» Task statement:
Reproduce every line of the records that follow verbatim, leaving the pictures out of your answer.

[Start Rows]

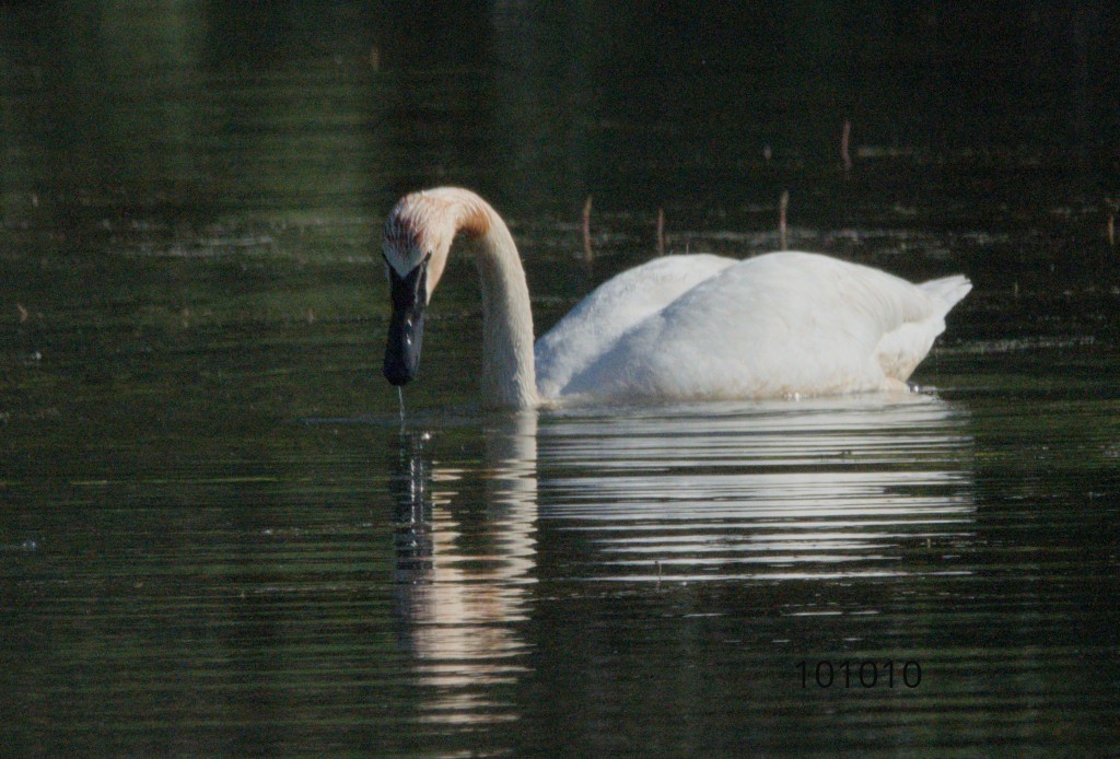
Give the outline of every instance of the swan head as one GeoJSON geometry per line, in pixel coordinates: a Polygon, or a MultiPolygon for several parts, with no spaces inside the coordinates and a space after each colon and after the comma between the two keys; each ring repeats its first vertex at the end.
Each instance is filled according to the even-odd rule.
{"type": "Polygon", "coordinates": [[[430,193],[402,198],[385,219],[382,256],[393,303],[385,343],[385,378],[403,385],[417,375],[423,316],[447,264],[457,223],[430,193]]]}

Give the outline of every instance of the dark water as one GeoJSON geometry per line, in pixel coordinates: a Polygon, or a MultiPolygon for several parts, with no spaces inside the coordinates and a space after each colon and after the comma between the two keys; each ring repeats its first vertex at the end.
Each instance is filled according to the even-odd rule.
{"type": "Polygon", "coordinates": [[[1116,10],[806,8],[0,3],[6,753],[1120,752],[1116,10]],[[503,414],[452,261],[402,425],[445,182],[539,331],[783,190],[977,287],[921,394],[503,414]]]}

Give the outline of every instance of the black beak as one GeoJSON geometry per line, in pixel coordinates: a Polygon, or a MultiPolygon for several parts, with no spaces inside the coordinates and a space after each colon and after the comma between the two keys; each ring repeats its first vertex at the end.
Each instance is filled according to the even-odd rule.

[End Rows]

» Full answer:
Give the outline of every instance of the swan head as one GeoJSON geometry per line, in pixel coordinates: a Polygon, or a MultiPolygon for several parts, with no spaces inside the coordinates and a space after each colon and after the comma between the two keys; each ring repeats its first vertex at the end.
Each instance is filled according to the even-odd rule.
{"type": "Polygon", "coordinates": [[[430,193],[402,198],[385,219],[382,256],[393,303],[385,343],[385,378],[403,385],[417,375],[423,316],[447,264],[457,223],[430,193]]]}

Give the outline of every instance of the dark water as one GeoJSON geometry per line, in pixel coordinates: a Polygon, or a MultiPolygon for several parts, with no spaces inside the coordinates and a space after each colon and after the comma between the two keys; each ring repeats its first vertex at the end.
Each instance is filled according to the even-odd rule.
{"type": "Polygon", "coordinates": [[[1116,10],[806,8],[0,3],[6,753],[1120,752],[1116,10]],[[503,414],[452,261],[402,425],[445,182],[539,331],[783,190],[977,287],[921,394],[503,414]]]}

Give the outline of every instance of the black beak as one GeoJSON geometry per line, in pixel coordinates: a Polygon, or a MultiPolygon for several parts, with no spaces inside the coordinates and a space after each colon and after the comma between the two keys; each ring repeats its first vertex at the end.
Each instance is filled according to the even-odd rule.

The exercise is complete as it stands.